### Task requirements
Copy the stretch from the start of the material through the line containing "coordinates: whole pixels, x", swapping "cooked" for "fried" and changing nothing else.

(Data entries)

▬▬▬

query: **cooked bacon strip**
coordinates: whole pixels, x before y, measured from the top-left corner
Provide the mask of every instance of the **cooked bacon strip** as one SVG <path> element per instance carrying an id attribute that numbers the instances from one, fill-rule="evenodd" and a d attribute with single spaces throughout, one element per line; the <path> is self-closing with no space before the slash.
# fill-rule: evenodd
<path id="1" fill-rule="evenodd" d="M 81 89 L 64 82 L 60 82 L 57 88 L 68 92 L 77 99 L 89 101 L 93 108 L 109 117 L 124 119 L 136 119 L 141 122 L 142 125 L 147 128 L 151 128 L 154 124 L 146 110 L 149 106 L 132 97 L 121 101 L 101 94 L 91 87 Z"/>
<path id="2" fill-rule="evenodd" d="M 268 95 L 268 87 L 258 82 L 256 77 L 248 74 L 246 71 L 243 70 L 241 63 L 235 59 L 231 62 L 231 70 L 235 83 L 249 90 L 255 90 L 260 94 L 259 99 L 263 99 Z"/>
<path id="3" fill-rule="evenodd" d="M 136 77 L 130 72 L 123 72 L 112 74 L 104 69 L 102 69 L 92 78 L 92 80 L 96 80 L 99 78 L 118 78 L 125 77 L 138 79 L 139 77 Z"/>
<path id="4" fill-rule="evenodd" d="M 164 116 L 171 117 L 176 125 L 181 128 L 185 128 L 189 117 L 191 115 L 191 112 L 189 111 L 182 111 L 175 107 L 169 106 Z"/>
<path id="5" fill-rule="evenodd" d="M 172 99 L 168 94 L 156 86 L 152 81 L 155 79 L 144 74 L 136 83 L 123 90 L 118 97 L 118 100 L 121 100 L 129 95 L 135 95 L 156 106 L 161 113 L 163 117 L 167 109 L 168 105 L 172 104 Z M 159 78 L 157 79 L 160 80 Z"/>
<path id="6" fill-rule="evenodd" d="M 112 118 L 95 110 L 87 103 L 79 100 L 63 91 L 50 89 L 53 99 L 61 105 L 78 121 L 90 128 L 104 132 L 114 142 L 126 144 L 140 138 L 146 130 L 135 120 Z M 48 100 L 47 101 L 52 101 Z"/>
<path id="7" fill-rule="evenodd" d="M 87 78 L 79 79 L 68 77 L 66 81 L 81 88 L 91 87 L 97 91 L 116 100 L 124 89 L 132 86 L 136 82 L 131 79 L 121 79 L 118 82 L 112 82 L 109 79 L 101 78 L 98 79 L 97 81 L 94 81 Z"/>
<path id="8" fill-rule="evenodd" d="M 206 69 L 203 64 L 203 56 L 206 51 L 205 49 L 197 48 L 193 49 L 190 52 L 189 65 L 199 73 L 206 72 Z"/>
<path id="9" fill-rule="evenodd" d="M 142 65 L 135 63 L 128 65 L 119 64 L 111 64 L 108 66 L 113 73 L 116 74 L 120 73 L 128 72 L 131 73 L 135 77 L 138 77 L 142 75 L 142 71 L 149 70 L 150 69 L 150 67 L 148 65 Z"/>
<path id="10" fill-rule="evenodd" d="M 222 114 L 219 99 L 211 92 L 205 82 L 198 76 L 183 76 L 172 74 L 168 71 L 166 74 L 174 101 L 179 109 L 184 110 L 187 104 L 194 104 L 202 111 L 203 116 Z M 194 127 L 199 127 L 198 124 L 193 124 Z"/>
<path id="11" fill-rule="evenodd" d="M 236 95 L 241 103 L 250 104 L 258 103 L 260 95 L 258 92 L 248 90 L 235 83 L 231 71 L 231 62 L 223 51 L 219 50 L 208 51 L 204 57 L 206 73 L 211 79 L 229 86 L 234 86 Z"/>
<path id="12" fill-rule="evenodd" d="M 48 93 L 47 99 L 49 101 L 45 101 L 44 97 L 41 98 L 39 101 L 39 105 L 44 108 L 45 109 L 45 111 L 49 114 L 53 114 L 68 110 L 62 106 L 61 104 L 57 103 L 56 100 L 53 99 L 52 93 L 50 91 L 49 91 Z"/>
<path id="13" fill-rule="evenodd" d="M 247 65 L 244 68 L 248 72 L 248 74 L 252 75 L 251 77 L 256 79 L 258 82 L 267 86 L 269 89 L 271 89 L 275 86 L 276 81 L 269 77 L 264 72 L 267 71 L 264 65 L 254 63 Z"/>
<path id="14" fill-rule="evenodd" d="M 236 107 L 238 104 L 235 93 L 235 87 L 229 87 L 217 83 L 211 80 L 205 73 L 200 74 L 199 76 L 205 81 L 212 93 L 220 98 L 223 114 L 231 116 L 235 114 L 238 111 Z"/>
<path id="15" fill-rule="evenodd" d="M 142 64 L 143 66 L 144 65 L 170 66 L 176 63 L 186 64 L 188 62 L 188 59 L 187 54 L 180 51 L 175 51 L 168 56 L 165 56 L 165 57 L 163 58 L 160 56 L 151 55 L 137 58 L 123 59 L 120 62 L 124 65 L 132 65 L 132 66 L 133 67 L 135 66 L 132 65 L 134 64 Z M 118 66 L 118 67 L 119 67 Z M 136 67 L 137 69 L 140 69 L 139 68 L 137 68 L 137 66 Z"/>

▬▬▬

### Answer in full
query: **fried bacon strip**
coordinates: whole pixels, x before y, measured from the top-left corner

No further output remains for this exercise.